**Your tasks:**
a - Duplicate the part of the rib roast recipe starting at "Pat the roast" and ending at "liberally with salt.".
b - Answer these questions from the rib roast recipe:
(i) How many teaspoons of salt does the ingredient list call for?
(ii) What kind of onion is listed?
(iii) What tool is used to cut the bone from the rib roast?
c - Write the next part of the rib roast recipe, picking up after its final step.

**Page text:**
::::

Sunday, April 12, 2009

Beef First Cut Rib Roast and Gravy

If you know anything about my mountain man, he is a man's man. (No, not that way!) He is ALL man, hunting, fishing, and eating a great steak.
My good fortune, he is also an excellent preparer of great steaks!

From In The Kitchen


Eight Pound First Cut Rib Roast on the bone
Medium sized Vidalia Onion
3 tsp salt
1 tsp pepper
1 tsp garlic powder
3 cups water
4 tbs flour
3/4 oz gravy master

Debone the Rib Roast (Sounds sexy, no?-Well, not so much!)
Using an extremely sharp fillet knife, cut the bone from the rib roast

From In The Kitchen

Then tie the bone back into place on the roast with string. This gives the roast the full flavor of the meat.

From In The Kitchen
(Ain't they some handsome hands?)

Pat the roast dry with paper towel to ensure salty crust and seasonings stay put, instead of sliding immediately into the pan like when mysuestories does it.
Coat the top of roast liberally with salt.
Follow with pepper and garlic powder.

::::

(Photo labels with bounding boxes)
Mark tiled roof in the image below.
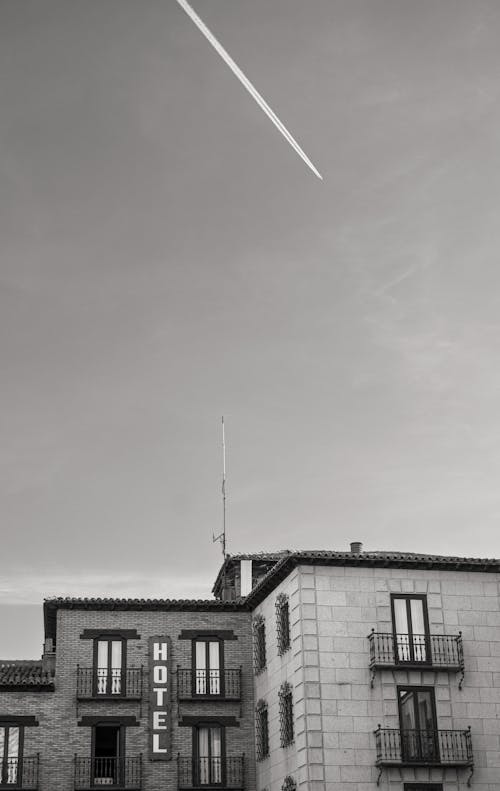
[0,660,54,690]
[43,597,246,639]
[243,550,500,607]
[212,549,500,603]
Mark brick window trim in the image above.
[275,593,291,656]
[278,681,295,747]
[255,700,269,761]
[253,615,267,676]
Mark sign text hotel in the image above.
[149,637,172,761]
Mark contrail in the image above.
[177,0,323,181]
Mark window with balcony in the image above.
[375,686,474,780]
[177,717,245,791]
[0,725,23,786]
[74,717,142,791]
[398,687,439,763]
[194,725,224,786]
[94,637,127,697]
[278,681,294,747]
[193,639,224,695]
[404,783,443,791]
[253,615,266,674]
[391,594,431,664]
[276,593,290,656]
[255,700,269,761]
[91,725,125,786]
[0,717,38,789]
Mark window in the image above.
[0,724,24,786]
[391,594,431,663]
[278,681,294,747]
[94,637,127,696]
[193,725,225,786]
[253,615,266,673]
[193,638,224,695]
[255,700,269,761]
[398,687,439,763]
[276,593,290,656]
[91,725,125,786]
[404,783,443,791]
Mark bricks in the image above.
[0,559,500,791]
[0,610,255,791]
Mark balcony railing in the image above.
[177,755,244,791]
[375,725,474,766]
[368,629,465,688]
[0,755,40,791]
[75,755,142,791]
[177,667,241,700]
[76,666,143,700]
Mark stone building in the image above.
[215,543,500,791]
[0,544,500,791]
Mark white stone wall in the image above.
[255,566,500,791]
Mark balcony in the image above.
[368,629,465,689]
[177,668,241,700]
[74,755,142,791]
[76,666,143,700]
[0,755,40,791]
[177,755,244,791]
[375,725,474,785]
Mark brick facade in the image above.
[0,552,500,791]
[0,609,255,791]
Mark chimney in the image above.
[42,637,56,676]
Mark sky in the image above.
[0,0,500,658]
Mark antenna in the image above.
[212,416,227,561]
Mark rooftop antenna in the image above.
[212,416,227,571]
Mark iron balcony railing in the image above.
[75,755,142,791]
[368,629,465,686]
[177,667,241,700]
[0,755,40,791]
[76,666,143,700]
[177,755,245,791]
[375,725,474,766]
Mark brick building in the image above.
[0,544,500,791]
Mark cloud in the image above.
[0,572,213,604]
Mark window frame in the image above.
[90,728,126,788]
[275,593,292,656]
[396,684,440,764]
[253,615,267,676]
[403,783,443,791]
[92,632,127,700]
[255,700,270,761]
[0,719,24,788]
[278,681,295,748]
[391,593,432,666]
[191,720,226,788]
[191,635,225,700]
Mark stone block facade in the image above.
[255,563,500,791]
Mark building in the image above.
[0,544,500,791]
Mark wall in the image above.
[0,609,255,791]
[255,566,500,791]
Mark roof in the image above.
[212,549,291,593]
[243,550,500,607]
[43,597,246,640]
[0,660,54,690]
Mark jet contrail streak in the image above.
[177,0,323,181]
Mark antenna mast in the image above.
[212,416,227,561]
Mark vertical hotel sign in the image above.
[149,637,172,761]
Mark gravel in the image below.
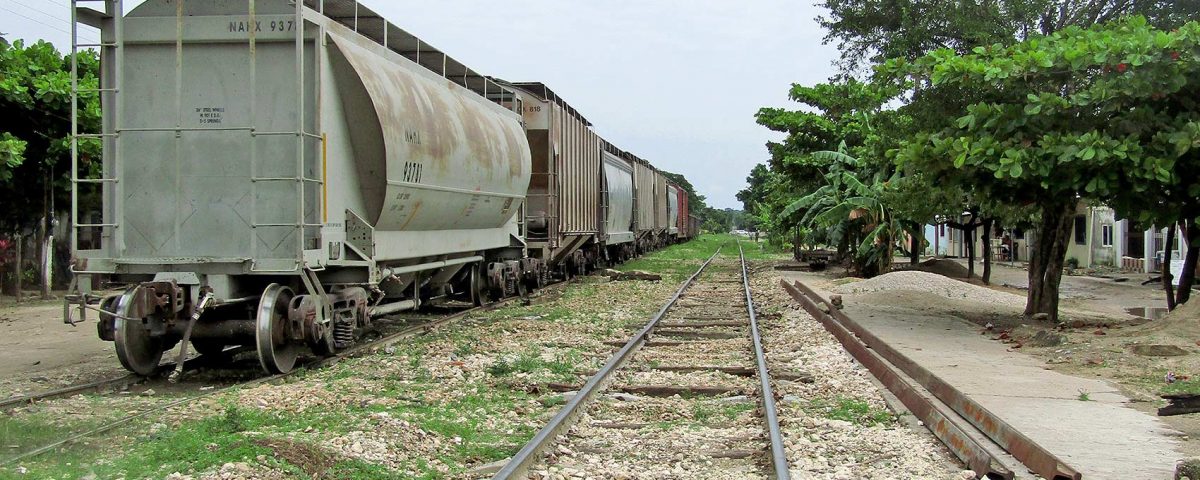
[751,272,969,480]
[830,270,1025,307]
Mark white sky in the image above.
[0,0,838,209]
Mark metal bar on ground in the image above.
[780,280,1014,480]
[738,242,792,480]
[796,282,1082,480]
[492,247,721,480]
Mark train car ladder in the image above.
[71,0,124,256]
[247,0,325,272]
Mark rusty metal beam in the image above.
[796,282,1082,480]
[780,280,1014,480]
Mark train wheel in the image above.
[192,340,226,355]
[254,283,300,373]
[469,263,487,307]
[113,287,164,376]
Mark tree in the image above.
[0,37,101,294]
[817,0,1200,72]
[881,17,1200,318]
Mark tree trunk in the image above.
[37,216,54,300]
[12,234,25,304]
[908,223,924,265]
[838,232,850,262]
[1038,204,1075,322]
[1025,202,1074,320]
[962,227,974,280]
[1175,222,1200,306]
[983,218,994,284]
[1025,222,1055,316]
[1163,223,1175,310]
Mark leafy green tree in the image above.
[817,0,1200,72]
[882,17,1200,318]
[0,37,101,292]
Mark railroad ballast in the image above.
[66,0,697,374]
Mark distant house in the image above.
[925,202,1187,276]
[925,215,1030,262]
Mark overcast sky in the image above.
[0,0,838,208]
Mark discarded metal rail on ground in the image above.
[780,281,1082,480]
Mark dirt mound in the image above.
[833,270,1025,307]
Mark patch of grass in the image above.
[486,349,582,378]
[810,397,895,426]
[391,386,534,466]
[1153,378,1200,395]
[721,402,756,420]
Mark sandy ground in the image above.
[796,256,1200,470]
[953,259,1166,318]
[0,296,125,397]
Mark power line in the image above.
[0,2,100,43]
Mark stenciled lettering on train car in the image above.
[229,20,296,34]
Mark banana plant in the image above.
[780,144,905,276]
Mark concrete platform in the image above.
[782,274,1183,480]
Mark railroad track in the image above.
[0,281,574,464]
[780,280,1082,480]
[494,245,790,479]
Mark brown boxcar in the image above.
[511,83,602,272]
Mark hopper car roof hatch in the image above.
[305,0,515,104]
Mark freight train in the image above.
[65,0,697,374]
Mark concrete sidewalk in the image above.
[782,273,1183,480]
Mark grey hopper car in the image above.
[68,0,539,374]
[65,0,700,374]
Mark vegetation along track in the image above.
[494,245,790,479]
[0,282,570,464]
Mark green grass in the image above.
[487,349,583,379]
[0,235,724,480]
[809,397,895,426]
[1153,377,1200,395]
[618,235,724,276]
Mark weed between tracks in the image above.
[0,236,720,479]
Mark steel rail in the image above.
[738,242,792,480]
[779,280,1014,480]
[0,372,141,410]
[0,281,574,464]
[492,246,724,480]
[797,279,1082,480]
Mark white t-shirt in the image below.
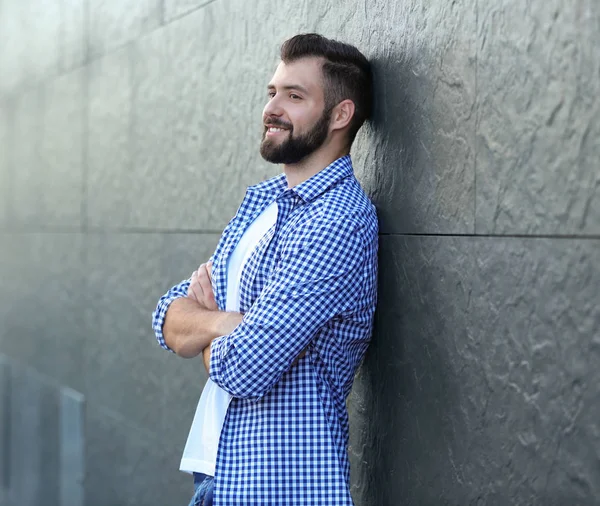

::::

**Set of answers:**
a -
Pat the roast dry with paper towel to ensure salty crust and seasonings stay put, instead of sliding immediately into the pan like when mysuestories does it.
Coat the top of roast liberally with salt.

b -
(i) 3 teaspoons
(ii) A medium-sized Vidalia onion
(iii) An extremely sharp fillet knife

c -
Slice half the onion and place in bottom of baking pan where they will caramelize for flavor of drippings for gravy.
Slice the other half of onion and fasten to top of roast with toothpicks to ensure they too do not slide immediately into pan.

From In The Kitchen

Pour one cup of water into the bottom of pan to decrease drying of meat.
Place meat thermometer in CENTER of roast, to ensure proper cooking temperature, which should reach 160 degrees. Keep in mind, the meat will continue to cook after it is removed from oven. (That little fact, had mysuestories known it, would have saved countless overcooked steaks!)

From In The Kitchen

Cook at 325 degrees at 20 minutes per lb, which in this case was 2 hours and 20 minutes.
Remove from oven and let roast rest ten minutes. This keeps the juices from running right out of the meat when you slice it. This also keeps the counter clean. Mysuestories likes this tip a lot.
While meat is resting ( after all, it's had a brutal day), place baking pan with drippings over oven burners turned on low and add one cup water, stirring it to deglaze the pan (This, dear reader, if you are anything like mysuestories in the kitchen needs further explanation. ) Deglazing means that all that stuff that looks like it is burned onto the bottom of the pan now becomes the flavor of the gravy.(Pshew...even I was afraid to ask!)
When this comes to a low boil, stir drippings off bottom of pan.
Add 2 cups water with flour in a small mixing bowl, stirring until there are no lumps at all.
Add this mixture slowly into baking pan, whisking constantly to prevent lumps.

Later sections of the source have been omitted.